=== Begin Enclosure ===
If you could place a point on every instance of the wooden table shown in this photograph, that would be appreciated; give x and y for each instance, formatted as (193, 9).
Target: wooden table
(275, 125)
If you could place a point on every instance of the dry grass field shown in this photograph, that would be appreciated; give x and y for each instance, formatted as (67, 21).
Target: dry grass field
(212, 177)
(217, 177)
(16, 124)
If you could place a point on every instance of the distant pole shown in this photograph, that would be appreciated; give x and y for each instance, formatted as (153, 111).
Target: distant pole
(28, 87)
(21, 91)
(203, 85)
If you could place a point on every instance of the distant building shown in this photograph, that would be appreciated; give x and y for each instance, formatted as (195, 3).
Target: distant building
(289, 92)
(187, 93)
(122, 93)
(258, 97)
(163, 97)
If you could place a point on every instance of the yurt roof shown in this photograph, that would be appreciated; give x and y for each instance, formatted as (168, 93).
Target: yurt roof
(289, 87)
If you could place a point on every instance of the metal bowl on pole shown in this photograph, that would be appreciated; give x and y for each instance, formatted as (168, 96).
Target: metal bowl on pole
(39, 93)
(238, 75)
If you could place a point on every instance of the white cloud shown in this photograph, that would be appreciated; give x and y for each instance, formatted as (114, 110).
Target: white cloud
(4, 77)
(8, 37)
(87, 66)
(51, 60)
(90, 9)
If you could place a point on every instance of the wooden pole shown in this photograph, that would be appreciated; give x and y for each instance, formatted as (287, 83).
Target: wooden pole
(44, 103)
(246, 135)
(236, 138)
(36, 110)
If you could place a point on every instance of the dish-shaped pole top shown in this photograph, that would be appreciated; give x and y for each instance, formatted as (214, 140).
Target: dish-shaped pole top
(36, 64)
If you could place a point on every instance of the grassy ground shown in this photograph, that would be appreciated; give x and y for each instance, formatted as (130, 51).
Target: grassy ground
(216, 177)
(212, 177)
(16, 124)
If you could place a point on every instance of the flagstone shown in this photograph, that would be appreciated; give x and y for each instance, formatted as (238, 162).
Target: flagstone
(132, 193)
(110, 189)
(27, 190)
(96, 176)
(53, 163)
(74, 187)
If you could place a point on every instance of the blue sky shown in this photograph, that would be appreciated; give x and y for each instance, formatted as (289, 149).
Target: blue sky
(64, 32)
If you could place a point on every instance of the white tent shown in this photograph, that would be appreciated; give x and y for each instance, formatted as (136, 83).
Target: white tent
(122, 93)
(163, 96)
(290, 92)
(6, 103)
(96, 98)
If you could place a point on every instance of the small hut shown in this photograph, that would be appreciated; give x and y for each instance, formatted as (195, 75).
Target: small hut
=== End Enclosure ===
◆ Problem details: Count every line of the listing holding the string "small". Reply with the total alone.

◆ Response for this exercise: 2